> **What this task involves**: Where a line of the data holds the word "instance", copy that line.

> **Data for processing**:
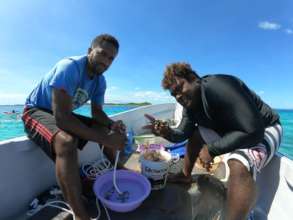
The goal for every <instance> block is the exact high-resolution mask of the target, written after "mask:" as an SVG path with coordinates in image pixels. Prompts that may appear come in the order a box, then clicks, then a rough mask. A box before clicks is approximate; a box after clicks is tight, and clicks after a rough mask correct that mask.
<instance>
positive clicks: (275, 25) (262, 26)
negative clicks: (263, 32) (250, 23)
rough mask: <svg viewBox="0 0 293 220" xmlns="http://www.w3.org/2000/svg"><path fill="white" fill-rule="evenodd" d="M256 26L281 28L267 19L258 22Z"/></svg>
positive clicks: (260, 26)
mask: <svg viewBox="0 0 293 220" xmlns="http://www.w3.org/2000/svg"><path fill="white" fill-rule="evenodd" d="M258 27H259V28H261V29H264V30H278V29H280V28H281V25H280V24H278V23H273V22H269V21H262V22H259V23H258Z"/></svg>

> **Solution for this task**:
The goal for every <instance> block is the exact high-resolution mask of the target, written after "mask:" as an SVG path with coordinates in image pixels. Prompts that may appear come in the order a box, then clicks, then a rough mask. A box before clicks is approximate; a box after clicks is tight, and clicks after a rough mask correct that mask.
<instance>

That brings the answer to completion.